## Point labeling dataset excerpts
■ ■ ■ ■ ■ ■ ■
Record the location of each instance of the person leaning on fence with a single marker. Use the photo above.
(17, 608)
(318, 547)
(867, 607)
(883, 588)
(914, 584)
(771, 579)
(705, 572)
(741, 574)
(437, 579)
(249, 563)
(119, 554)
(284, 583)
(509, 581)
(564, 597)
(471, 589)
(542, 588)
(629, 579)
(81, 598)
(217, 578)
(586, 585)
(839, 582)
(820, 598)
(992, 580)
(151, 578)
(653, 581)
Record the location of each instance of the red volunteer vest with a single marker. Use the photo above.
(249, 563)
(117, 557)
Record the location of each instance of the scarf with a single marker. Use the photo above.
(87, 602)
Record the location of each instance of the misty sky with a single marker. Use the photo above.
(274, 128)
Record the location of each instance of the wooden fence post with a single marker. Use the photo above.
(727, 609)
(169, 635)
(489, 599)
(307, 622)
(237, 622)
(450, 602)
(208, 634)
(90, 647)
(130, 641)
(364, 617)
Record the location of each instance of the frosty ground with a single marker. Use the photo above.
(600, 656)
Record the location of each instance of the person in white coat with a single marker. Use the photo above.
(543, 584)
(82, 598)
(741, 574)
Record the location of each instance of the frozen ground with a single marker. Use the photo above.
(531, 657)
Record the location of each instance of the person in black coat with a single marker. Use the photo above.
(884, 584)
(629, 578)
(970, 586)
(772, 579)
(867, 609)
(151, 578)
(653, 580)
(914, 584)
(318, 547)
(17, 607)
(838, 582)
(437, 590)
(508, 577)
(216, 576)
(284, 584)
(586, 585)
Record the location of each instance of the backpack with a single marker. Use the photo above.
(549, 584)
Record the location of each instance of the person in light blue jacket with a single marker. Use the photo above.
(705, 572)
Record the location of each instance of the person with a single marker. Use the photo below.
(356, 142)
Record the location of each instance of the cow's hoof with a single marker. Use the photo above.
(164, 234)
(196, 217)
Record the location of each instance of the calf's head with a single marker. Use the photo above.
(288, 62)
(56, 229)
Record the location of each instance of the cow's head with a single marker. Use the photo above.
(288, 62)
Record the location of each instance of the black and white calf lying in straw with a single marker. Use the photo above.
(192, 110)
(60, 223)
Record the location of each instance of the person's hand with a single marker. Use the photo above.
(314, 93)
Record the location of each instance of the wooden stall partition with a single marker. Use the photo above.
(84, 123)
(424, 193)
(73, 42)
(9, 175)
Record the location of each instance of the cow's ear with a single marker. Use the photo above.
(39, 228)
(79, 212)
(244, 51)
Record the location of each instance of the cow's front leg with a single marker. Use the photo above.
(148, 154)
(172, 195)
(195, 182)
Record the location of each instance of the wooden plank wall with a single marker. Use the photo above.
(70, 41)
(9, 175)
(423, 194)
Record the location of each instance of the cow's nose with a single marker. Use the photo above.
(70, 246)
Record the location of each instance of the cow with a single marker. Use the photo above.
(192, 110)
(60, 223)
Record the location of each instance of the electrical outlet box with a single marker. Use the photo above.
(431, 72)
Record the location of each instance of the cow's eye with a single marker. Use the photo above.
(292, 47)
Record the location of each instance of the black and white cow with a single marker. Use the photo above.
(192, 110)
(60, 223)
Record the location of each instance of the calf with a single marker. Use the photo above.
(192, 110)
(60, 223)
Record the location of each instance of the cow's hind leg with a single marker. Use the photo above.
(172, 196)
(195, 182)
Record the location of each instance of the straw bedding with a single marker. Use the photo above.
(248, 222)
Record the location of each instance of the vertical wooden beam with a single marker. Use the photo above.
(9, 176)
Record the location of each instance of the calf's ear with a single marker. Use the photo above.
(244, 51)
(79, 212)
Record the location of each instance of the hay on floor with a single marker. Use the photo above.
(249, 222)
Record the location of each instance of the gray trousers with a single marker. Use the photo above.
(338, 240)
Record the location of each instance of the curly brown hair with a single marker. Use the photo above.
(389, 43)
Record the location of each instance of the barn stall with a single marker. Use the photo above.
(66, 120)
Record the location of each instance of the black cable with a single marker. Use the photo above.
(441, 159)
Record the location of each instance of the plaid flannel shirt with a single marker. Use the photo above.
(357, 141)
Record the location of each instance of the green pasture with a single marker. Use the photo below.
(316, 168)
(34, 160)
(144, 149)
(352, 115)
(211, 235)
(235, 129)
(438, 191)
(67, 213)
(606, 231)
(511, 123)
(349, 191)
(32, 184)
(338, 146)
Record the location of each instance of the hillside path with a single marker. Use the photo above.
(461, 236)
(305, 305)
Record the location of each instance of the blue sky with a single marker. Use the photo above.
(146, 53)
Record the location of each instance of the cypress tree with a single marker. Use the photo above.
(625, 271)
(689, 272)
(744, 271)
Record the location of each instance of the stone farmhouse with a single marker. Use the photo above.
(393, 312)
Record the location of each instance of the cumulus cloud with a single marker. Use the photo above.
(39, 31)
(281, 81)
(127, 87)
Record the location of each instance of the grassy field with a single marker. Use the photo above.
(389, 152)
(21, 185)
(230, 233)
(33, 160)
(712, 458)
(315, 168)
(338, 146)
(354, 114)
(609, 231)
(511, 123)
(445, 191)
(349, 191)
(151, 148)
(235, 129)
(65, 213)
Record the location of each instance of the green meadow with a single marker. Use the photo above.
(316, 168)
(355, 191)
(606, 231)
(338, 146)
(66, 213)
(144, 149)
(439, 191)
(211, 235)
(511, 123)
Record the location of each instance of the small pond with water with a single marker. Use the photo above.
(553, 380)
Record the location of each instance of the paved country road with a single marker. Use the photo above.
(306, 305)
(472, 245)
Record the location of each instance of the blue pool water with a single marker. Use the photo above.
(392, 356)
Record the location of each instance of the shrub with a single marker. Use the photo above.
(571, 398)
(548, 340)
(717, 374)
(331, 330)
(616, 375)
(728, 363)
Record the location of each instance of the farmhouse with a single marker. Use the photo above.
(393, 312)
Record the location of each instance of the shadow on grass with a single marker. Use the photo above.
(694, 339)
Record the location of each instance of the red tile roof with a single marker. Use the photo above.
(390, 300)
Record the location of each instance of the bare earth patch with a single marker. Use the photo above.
■ ■ ■ ■ ■ ■ ■
## TASK TO COMPLETE
Quote only the lines from the line containing "Record the location of each instance of the stone" through the end of the entries, keeping the first and the last.

## EXERCISE ANSWER
Record the location of each instance of the stone farmhouse with a single marker. Use the photo above.
(393, 312)
Record the location of each instance of the cumulus cloud with a single marker. Use the photo above.
(39, 31)
(281, 81)
(127, 87)
Record the location of each instance of the grassy field with a single marker. Use the photo above.
(389, 152)
(21, 185)
(230, 233)
(33, 160)
(712, 458)
(315, 168)
(338, 146)
(354, 114)
(609, 231)
(511, 123)
(445, 191)
(349, 191)
(151, 148)
(235, 129)
(65, 213)
Record the location of each instance of the green meadow with a single marker. Use the photo above.
(316, 168)
(355, 191)
(606, 231)
(338, 146)
(66, 213)
(144, 149)
(439, 191)
(211, 235)
(511, 123)
Record the location of each instance of the small pond with water with a single marker. Use the photo above.
(553, 380)
Record the location of each instance of the paved country road with a single marker. Use the photo above.
(306, 305)
(472, 245)
Record the location of each instance of the blue pool water with a single marker. Use the photo above.
(392, 356)
Record the location of each instance of the shrub with a single marker. Use the photo above.
(571, 398)
(548, 340)
(717, 374)
(331, 330)
(616, 375)
(728, 363)
Record the location of each instance of the farmhouse with a single marker. Use the photo above.
(393, 312)
Record the location of each instance of the shadow on grass with a single marker. Use the photo above.
(694, 339)
Record the location of each instance of the red tile roof with a single marker. Use the photo above.
(390, 300)
Record the location of each instance of the bare earth patch with a single marker. Use the photo above.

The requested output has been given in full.